→ Items from a labeling collection
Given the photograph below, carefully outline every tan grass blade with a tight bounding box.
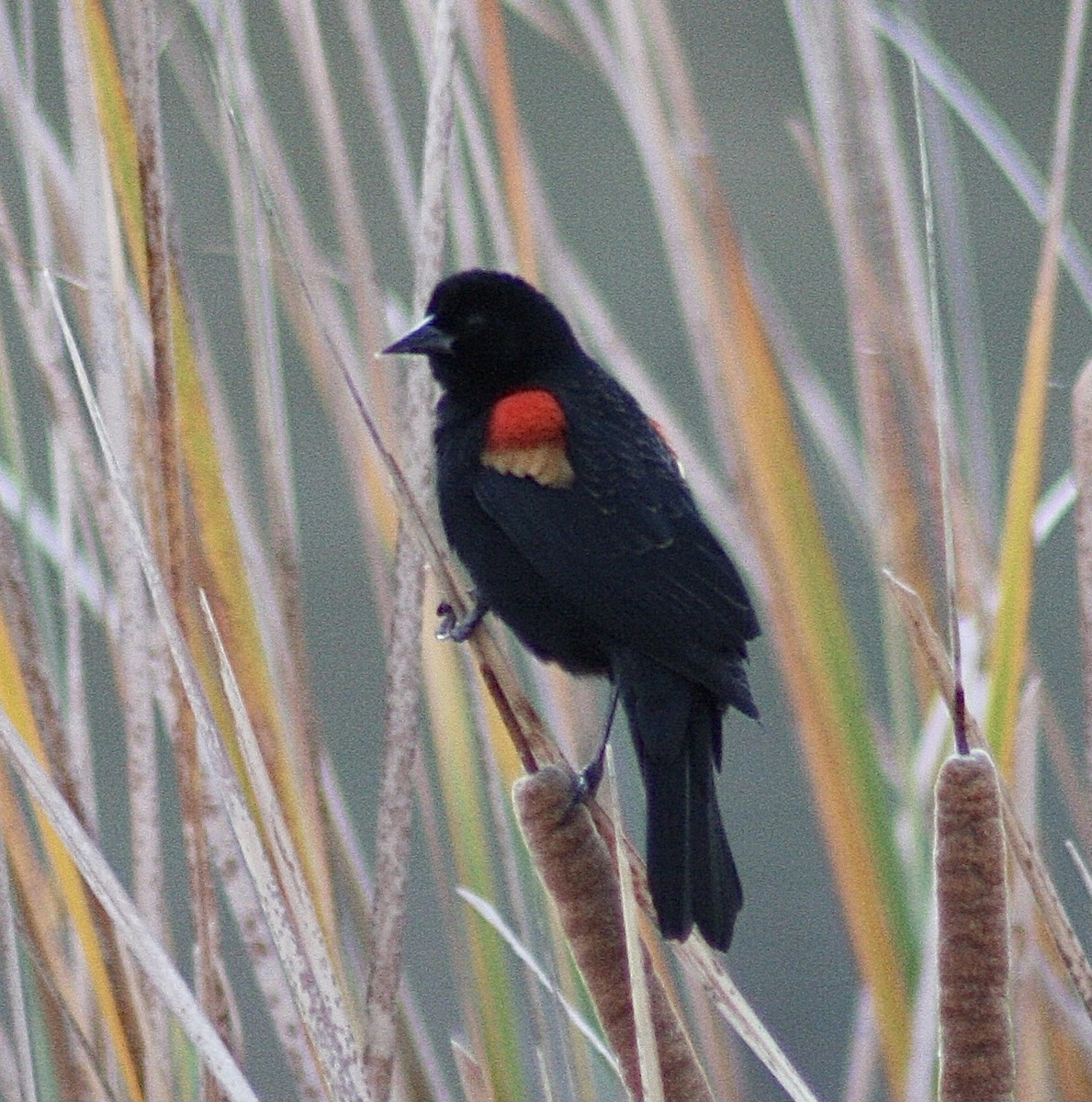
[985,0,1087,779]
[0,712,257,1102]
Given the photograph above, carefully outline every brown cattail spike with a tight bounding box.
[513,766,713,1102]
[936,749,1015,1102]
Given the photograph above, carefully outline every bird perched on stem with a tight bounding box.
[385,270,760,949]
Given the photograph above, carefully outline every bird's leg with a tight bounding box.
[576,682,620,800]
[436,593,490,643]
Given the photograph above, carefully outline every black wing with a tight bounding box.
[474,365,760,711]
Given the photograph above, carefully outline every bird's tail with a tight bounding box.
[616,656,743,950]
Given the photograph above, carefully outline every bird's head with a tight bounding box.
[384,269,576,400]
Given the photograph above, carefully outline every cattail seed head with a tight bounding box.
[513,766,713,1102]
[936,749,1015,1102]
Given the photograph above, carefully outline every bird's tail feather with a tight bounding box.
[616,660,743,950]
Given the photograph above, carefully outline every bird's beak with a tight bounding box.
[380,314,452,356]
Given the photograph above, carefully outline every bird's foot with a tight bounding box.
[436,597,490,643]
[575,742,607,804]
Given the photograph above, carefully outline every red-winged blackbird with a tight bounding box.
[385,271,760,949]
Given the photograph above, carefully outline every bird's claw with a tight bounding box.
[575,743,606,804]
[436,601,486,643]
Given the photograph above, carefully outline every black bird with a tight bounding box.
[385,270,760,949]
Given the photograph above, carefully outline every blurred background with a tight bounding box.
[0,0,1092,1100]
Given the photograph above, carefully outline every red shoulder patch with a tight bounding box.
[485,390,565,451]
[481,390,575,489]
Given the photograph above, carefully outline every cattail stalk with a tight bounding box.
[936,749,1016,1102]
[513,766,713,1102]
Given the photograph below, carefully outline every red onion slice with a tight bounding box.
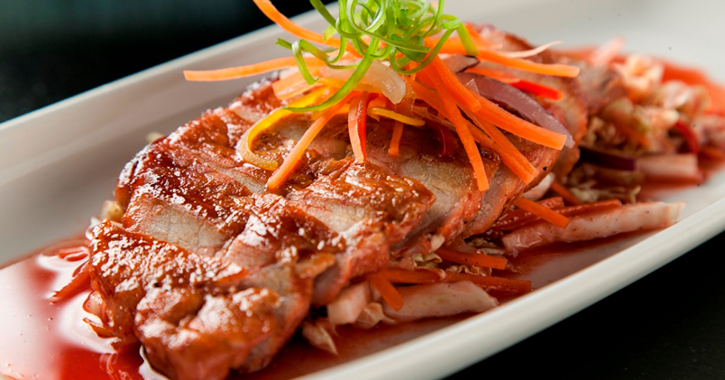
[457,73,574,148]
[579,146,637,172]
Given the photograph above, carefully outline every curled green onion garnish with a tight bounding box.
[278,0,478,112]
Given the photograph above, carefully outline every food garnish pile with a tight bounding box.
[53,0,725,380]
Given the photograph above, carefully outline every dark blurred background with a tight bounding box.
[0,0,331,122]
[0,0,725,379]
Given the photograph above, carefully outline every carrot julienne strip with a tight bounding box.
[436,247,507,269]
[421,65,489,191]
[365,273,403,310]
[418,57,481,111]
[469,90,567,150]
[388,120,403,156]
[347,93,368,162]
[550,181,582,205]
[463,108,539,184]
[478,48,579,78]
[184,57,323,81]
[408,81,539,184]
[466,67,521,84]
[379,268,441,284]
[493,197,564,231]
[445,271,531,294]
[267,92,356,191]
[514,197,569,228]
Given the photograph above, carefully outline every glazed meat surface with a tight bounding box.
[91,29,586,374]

---

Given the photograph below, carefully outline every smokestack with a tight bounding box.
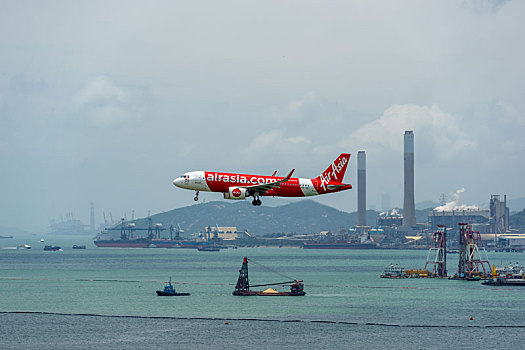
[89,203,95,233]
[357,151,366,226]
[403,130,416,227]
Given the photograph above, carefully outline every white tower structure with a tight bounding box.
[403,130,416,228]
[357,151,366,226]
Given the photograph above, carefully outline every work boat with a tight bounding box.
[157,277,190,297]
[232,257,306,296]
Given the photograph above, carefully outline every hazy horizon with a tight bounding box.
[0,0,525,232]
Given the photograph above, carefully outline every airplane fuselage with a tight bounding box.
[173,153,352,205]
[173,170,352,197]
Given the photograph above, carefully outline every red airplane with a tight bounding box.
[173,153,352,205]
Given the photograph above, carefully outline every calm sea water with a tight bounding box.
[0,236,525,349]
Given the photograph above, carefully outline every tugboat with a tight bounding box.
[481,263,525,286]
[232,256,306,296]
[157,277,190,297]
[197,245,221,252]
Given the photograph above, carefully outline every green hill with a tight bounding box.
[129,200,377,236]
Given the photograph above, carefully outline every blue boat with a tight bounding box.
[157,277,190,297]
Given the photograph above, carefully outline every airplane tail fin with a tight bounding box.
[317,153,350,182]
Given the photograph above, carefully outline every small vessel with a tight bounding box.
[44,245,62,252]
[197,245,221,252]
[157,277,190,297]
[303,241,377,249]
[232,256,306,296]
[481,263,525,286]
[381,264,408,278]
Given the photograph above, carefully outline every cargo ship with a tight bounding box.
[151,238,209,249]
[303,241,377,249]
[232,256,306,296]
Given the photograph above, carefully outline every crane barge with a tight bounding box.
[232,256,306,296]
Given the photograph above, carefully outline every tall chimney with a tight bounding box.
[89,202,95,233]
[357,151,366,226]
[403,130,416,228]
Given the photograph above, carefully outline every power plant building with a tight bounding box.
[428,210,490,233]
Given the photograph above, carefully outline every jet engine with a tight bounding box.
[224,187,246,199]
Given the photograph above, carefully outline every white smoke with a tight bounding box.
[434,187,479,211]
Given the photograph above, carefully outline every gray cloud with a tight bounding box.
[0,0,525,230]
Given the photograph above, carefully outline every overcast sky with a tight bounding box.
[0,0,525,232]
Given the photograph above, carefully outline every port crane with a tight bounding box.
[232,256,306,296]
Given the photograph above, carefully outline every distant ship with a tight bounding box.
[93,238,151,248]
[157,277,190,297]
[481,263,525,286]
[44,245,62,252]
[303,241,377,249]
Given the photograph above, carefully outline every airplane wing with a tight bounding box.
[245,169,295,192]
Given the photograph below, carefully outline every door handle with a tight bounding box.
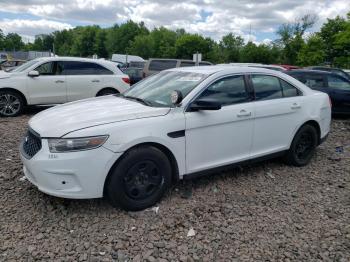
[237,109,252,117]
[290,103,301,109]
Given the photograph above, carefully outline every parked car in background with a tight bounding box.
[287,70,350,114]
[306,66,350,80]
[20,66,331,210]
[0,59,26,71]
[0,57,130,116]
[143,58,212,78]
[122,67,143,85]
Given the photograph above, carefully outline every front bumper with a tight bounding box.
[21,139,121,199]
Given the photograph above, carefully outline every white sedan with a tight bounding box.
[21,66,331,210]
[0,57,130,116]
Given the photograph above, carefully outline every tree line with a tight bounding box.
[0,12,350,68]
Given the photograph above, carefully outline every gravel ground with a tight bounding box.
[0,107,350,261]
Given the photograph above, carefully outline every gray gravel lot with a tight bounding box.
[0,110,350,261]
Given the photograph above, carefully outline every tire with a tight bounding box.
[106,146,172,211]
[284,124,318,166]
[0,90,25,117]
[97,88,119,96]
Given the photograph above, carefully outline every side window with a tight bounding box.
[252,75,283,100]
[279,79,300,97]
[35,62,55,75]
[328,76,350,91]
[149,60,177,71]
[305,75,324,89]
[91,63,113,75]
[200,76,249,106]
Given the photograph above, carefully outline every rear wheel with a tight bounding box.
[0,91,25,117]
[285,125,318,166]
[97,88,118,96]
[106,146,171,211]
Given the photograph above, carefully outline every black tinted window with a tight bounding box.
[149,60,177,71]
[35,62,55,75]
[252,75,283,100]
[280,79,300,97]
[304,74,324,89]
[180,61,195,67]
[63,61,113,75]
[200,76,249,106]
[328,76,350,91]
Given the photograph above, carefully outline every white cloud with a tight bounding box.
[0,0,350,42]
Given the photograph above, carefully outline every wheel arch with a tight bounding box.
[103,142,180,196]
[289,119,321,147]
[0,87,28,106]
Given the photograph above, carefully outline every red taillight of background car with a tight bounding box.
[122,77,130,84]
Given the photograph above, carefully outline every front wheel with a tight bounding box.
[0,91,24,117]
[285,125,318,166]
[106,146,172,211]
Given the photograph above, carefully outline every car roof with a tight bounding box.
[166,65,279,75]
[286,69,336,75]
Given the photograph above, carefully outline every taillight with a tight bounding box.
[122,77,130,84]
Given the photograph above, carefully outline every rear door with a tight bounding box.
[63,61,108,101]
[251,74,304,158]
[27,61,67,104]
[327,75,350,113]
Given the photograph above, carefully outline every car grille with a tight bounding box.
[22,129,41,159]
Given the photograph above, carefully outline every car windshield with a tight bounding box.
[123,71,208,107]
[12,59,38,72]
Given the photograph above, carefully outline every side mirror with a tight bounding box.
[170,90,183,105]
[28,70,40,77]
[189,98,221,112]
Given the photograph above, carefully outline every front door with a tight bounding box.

→ Instruction
Recast as a numbered list the lines of these rows starting at the line containing "Given the photograph above, carefully outline every black tinted" and ending at the line containing "[0,0,350,42]", including both of those lines and leaving out any blank lines.

→ Output
1. Given the photograph above, carefully outline every black tinted window with a tight bounding box.
2. [149,60,177,71]
3. [35,62,55,75]
4. [252,75,283,100]
5. [280,79,300,97]
6. [304,74,324,89]
7. [180,61,195,67]
8. [63,61,113,75]
9. [200,76,249,106]
10. [328,76,350,91]
11. Given the photograph above, carefully outline every white cloud with a tight bounding box.
12. [0,0,350,42]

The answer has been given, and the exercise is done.